▸ How to complete this task
The whole listing is to be returned exactly.

▸ Dataset records
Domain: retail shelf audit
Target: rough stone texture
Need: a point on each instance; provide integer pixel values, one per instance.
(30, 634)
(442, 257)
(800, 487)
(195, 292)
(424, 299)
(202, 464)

▸ Reply
Domain: retail shelf audit
Target: rough stone texture
Need: a point on each instance; provide integer pixel values, one per instance.
(30, 634)
(442, 257)
(800, 487)
(195, 292)
(424, 299)
(202, 464)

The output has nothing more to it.